• [Task requirements] Can you lay out the entries below as a two-column CSV with the headers "request" and "answer", one row per request? Put each request's text and its answer in a single quoted field, with line breaks replaced by spaces.

• [Data records]
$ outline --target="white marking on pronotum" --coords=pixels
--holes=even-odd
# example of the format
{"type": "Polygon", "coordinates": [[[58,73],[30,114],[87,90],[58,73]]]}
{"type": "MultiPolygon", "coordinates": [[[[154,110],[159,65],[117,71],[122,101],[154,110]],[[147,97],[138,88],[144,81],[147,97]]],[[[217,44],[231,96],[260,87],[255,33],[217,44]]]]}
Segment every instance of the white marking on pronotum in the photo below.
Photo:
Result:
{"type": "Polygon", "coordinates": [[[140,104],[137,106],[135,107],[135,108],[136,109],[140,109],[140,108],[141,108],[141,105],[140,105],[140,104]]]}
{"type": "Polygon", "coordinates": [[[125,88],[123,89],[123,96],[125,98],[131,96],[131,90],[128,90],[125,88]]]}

• [Reply to the task]
request,answer
"$ outline --target=""white marking on pronotum"" --coords=pixels --holes=even-odd # example of the format {""type"": ""Polygon"", ""coordinates"": [[[58,73],[30,114],[87,90],[58,73]]]} {""type"": ""MultiPolygon"", ""coordinates"": [[[[154,110],[159,65],[117,71],[122,101],[154,110]],[[147,97],[138,88],[144,81],[147,97]]],[[[217,44],[231,96],[260,87],[255,33],[217,44]]]]} Segment every instance of the white marking on pronotum in the photo below. Photo: Result:","{""type"": ""Polygon"", ""coordinates"": [[[140,104],[137,106],[135,107],[135,108],[136,109],[140,109],[140,108],[141,108],[141,105],[140,105],[140,104]]]} {""type"": ""Polygon"", ""coordinates"": [[[125,88],[123,89],[123,96],[125,98],[131,96],[131,90],[128,90],[125,88]]]}"